(Coordinate annotation records)
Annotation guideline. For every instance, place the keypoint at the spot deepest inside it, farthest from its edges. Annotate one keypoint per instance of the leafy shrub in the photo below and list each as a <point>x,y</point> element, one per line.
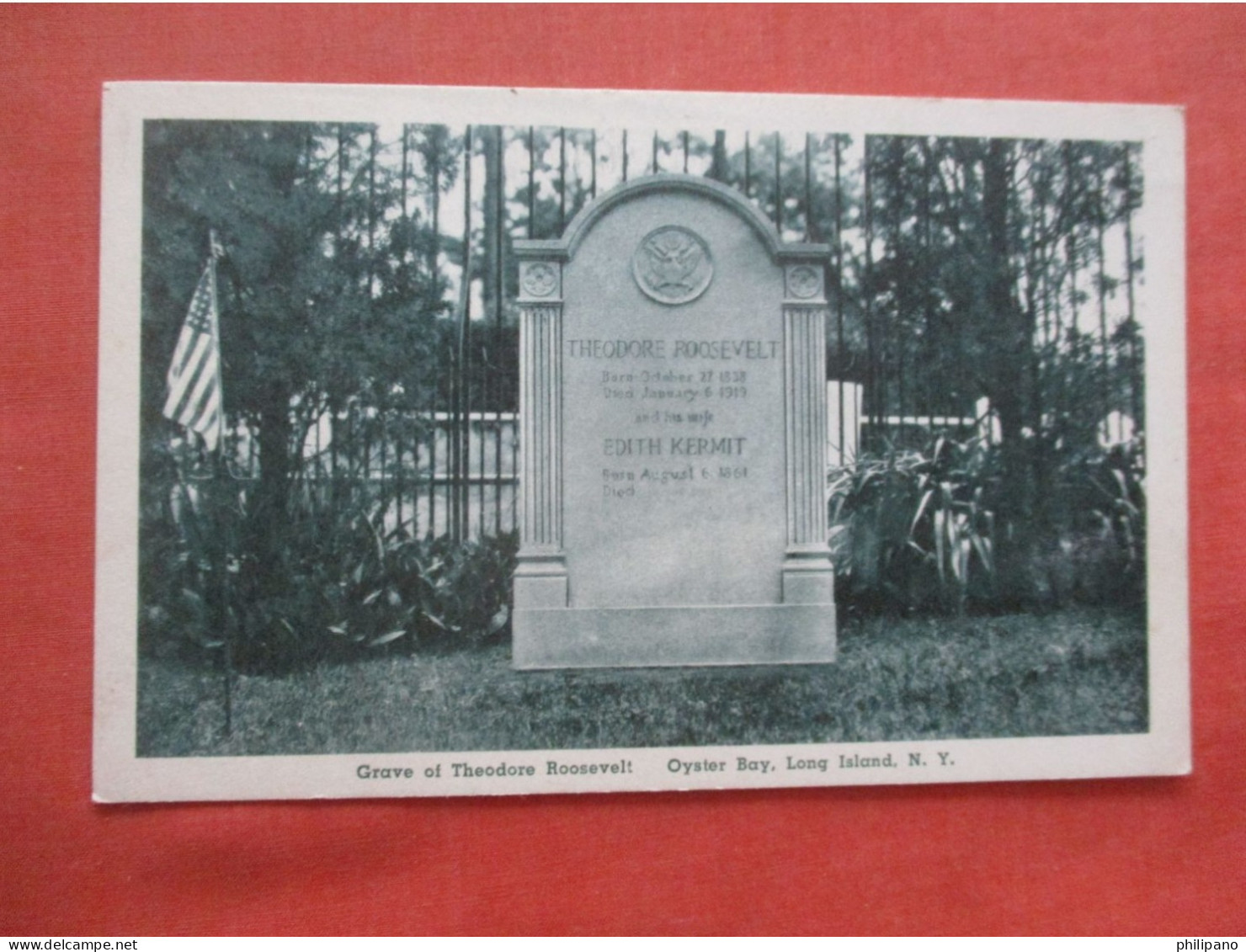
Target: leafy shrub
<point>919,529</point>
<point>915,529</point>
<point>330,585</point>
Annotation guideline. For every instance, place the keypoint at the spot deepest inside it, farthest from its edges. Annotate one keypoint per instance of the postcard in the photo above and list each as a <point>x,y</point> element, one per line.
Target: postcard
<point>482,441</point>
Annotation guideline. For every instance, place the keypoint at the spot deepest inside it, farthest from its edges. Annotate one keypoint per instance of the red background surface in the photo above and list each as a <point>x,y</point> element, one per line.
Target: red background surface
<point>1145,855</point>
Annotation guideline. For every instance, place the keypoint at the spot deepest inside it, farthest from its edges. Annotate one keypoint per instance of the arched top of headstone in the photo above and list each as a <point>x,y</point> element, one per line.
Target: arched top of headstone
<point>670,183</point>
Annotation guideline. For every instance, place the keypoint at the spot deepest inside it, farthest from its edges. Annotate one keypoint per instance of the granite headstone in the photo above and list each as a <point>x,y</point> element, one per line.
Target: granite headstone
<point>673,405</point>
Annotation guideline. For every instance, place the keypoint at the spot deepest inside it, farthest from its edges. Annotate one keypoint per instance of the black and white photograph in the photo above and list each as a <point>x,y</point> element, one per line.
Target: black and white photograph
<point>508,441</point>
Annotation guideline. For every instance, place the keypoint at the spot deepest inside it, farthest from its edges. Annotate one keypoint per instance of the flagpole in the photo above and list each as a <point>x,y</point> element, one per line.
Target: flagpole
<point>223,490</point>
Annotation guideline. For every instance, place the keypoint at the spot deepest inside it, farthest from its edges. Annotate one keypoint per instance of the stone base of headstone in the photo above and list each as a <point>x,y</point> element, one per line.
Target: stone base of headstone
<point>668,637</point>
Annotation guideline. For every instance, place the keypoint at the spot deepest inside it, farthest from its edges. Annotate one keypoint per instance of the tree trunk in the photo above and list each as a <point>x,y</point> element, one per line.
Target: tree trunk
<point>1009,332</point>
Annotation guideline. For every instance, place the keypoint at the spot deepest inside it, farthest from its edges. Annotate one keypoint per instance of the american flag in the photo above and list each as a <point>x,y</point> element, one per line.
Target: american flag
<point>194,397</point>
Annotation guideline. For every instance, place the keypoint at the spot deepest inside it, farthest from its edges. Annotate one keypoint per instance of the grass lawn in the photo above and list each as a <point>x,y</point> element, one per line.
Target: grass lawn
<point>1074,672</point>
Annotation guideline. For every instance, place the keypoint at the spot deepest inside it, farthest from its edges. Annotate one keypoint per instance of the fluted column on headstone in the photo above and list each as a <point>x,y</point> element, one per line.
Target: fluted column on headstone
<point>807,575</point>
<point>541,575</point>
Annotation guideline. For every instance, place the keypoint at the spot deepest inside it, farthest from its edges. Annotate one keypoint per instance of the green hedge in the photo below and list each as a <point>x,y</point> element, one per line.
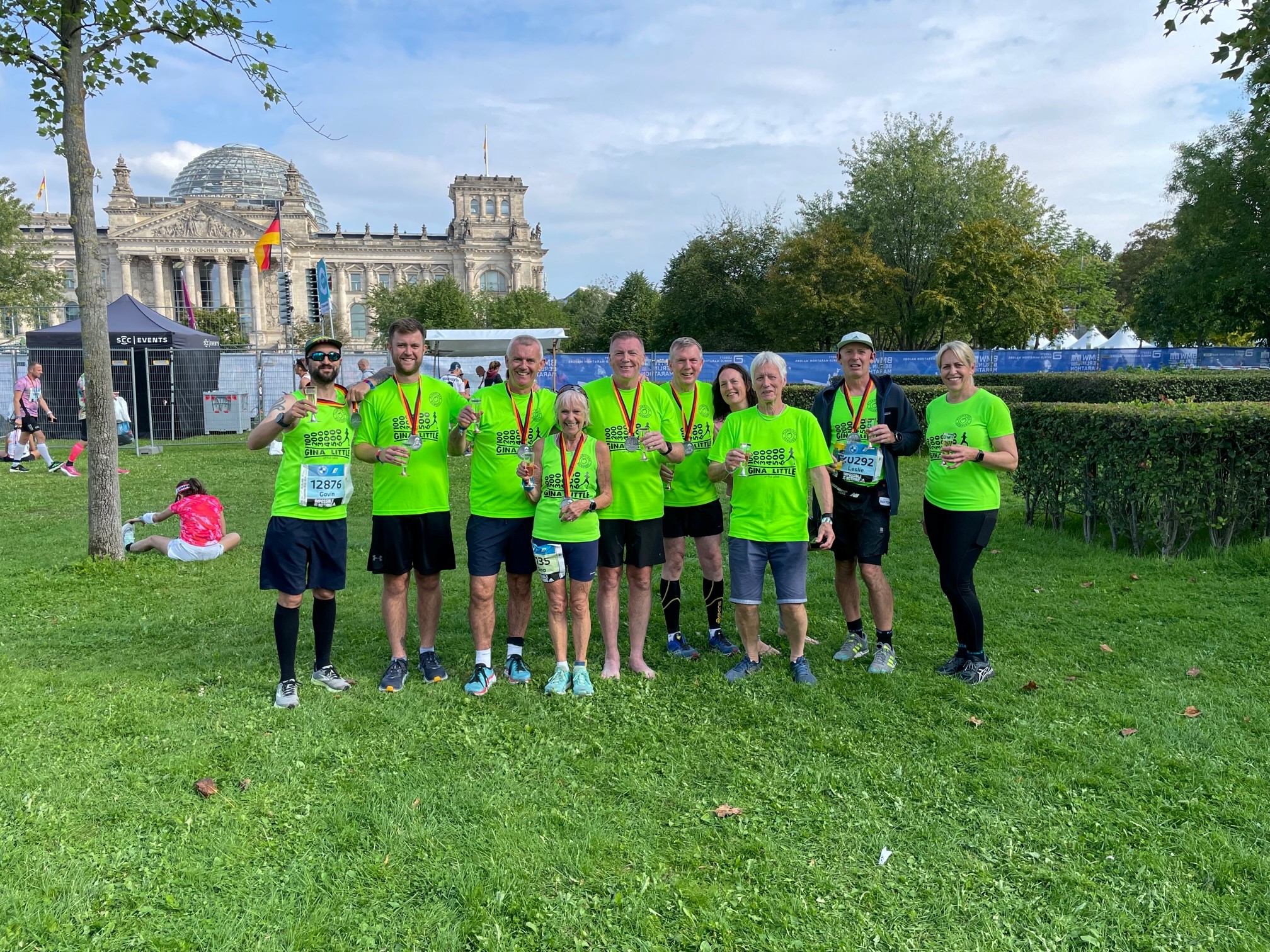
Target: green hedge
<point>1147,386</point>
<point>802,395</point>
<point>1156,475</point>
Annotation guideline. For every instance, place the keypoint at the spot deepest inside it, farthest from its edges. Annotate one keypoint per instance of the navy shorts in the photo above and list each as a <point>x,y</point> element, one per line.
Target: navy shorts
<point>491,542</point>
<point>695,521</point>
<point>403,542</point>
<point>748,560</point>
<point>580,558</point>
<point>636,542</point>
<point>304,553</point>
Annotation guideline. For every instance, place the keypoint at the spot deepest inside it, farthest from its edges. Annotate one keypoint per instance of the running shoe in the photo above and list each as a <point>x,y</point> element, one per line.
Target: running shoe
<point>855,647</point>
<point>884,660</point>
<point>582,686</point>
<point>483,676</point>
<point>681,649</point>
<point>329,678</point>
<point>516,671</point>
<point>559,681</point>
<point>742,669</point>
<point>721,644</point>
<point>953,666</point>
<point>976,672</point>
<point>394,678</point>
<point>431,667</point>
<point>287,693</point>
<point>802,672</point>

Directions: Rewrite the part of the records that opens with the line containing "of the grass" and closes with the line containing "<point>1156,475</point>", requests included, shifting every coordinate in the answers by -118. Leave the pictures out.

Response below:
Annotation guideline. For every instance, place the keypoint at the spot deepest inside it, farthest from its edges. Annotate one keypoint per instance of the grass lawn in the photo above and list each as a <point>x,y</point> element, one per line.
Target: grass lawn
<point>956,554</point>
Annotation guideline. For every instance, place the keypoint at the spot deepest inside it, farthest from its edges. Annotate one keypoint per instance of the fluted column on headstone in the photo above and list each as a <point>x,y</point> element, one per line.
Target: fluted column on headstone
<point>689,457</point>
<point>423,457</point>
Annotation guideline. For every instance, place the keypoint at the spot deepest inside it, farthest from its edges. Annotate one keypoint per instance of the green hedge in the photo below and list each as a <point>x,y</point> element, one per line.
Target: green hedge
<point>1029,268</point>
<point>684,277</point>
<point>1038,357</point>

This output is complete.